• _Text shown_:
Postby Ray Abbitt » Thu, 16 Jun 2005 14:40:36 GMT

Ok, I've done some searching and can't find any definitive answer as
to which is best. The only differences I can see on my (old slow)
system is that makemap hash takes over 5 minutes to run and makemap
btree takes just a little over 1 minute. (My access text file has 
about 100000 lines). Am I taking a performance hit with sendmail if
I use the btree rather than hash? I've tried it both ways and can't 
really see any difference other than the time it takes to rebuild the
database.

-ray

Re: Hash or btree for access.db

Postby Andrzej Adam Filip » Thu, 16 Jun 2005 15:14:00 GMT



Btree is better for building BIG dtabases from "key sorted" input files.

Using big access db is not recomended. Sendmail can do 20-30 access 
lookups per one incoming message. When big part of access.db file is not 
cached by library itself or file system cache it may create big 
penalties approaching one disk I/O operation per one lookup.

• _Given records_:
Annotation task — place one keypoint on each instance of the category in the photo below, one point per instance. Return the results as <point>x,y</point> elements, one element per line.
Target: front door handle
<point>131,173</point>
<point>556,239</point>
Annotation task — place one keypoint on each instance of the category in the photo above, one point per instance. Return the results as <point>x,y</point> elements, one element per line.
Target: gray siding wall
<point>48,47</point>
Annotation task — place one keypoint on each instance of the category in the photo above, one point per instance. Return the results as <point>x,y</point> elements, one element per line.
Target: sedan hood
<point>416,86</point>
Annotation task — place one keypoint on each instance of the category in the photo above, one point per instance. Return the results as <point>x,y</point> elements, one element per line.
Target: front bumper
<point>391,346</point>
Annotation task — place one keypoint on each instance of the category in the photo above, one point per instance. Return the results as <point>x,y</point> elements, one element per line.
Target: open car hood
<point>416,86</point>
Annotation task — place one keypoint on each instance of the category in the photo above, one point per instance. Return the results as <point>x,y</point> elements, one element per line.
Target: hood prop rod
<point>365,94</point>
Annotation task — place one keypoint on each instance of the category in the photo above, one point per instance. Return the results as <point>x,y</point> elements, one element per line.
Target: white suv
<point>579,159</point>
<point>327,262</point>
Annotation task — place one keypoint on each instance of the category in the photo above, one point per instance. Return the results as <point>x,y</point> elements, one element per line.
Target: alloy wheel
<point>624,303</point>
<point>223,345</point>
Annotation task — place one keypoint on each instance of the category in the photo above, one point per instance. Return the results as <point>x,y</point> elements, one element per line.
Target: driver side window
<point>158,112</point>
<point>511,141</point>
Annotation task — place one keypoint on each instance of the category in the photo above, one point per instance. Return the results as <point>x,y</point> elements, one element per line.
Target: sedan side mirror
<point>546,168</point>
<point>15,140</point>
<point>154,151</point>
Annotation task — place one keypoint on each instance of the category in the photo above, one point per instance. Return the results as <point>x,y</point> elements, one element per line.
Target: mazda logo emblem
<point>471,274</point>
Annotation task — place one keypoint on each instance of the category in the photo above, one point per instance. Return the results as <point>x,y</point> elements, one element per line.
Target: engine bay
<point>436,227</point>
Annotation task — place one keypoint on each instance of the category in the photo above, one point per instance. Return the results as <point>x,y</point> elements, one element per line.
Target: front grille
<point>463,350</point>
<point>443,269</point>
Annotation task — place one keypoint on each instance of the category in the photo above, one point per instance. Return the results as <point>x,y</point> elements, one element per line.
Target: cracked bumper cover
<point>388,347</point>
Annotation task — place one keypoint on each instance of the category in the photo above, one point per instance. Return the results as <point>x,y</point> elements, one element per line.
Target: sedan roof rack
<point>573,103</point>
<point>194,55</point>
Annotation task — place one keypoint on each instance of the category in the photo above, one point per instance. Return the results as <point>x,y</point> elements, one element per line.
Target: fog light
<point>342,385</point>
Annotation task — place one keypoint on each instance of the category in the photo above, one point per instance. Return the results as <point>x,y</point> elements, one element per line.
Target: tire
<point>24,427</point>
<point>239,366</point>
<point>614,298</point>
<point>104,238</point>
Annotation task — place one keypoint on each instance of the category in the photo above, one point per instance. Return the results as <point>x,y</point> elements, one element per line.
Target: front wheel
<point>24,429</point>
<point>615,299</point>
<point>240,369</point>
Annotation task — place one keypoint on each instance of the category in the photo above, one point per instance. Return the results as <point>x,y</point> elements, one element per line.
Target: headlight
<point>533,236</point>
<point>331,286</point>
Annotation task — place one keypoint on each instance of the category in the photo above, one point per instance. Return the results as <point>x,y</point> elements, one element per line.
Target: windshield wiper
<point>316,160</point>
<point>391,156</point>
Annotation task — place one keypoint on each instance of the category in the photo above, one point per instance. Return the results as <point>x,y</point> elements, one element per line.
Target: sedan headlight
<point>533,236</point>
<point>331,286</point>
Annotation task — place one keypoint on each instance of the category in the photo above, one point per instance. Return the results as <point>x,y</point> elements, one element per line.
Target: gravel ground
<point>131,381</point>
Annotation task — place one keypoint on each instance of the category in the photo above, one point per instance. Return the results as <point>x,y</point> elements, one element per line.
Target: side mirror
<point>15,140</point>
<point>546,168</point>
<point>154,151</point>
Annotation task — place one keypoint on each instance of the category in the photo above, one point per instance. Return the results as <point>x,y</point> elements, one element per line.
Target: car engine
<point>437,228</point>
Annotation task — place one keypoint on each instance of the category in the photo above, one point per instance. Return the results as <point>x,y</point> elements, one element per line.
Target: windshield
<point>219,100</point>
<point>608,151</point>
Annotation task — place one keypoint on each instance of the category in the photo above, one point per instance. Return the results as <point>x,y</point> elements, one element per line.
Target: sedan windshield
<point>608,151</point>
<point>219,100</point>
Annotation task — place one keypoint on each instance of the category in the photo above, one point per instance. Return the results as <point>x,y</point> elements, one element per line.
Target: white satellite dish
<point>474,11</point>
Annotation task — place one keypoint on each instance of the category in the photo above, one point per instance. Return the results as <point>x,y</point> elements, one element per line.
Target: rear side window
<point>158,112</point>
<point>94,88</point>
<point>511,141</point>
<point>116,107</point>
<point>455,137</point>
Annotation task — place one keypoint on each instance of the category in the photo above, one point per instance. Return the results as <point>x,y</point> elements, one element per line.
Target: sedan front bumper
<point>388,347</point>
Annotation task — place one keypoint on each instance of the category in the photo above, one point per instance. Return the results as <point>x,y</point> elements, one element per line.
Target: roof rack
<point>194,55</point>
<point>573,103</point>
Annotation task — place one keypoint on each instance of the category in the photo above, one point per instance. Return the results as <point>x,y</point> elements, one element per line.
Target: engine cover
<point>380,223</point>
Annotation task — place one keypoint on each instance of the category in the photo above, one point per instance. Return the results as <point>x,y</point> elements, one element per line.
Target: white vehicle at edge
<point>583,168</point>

• _Exercise requirements_:
**A)** In the hash-versus-btree thread, how many access lookups can sendmail perform for each incoming message?
**B)** Reproduce the stretch of the hash-versus-btree thread from "Postby Andrzej Adam" through "per one lookup.".

• _Full answers_:
**A)** 20-30 access lookups per incoming message.

**B)**
Postby Andrzej Adam Filip » Thu, 16 Jun 2005 15:14:00 GMT



Btree is better for building BIG dtabases from "key sorted" input files.

Using big access db is not recomended. Sendmail can do 20-30 access 
lookups per one incoming message. When big part of access.db file is not 
cached by library itself or file system cache it may create big 
penalties approaching one disk I/O operation per one lookup.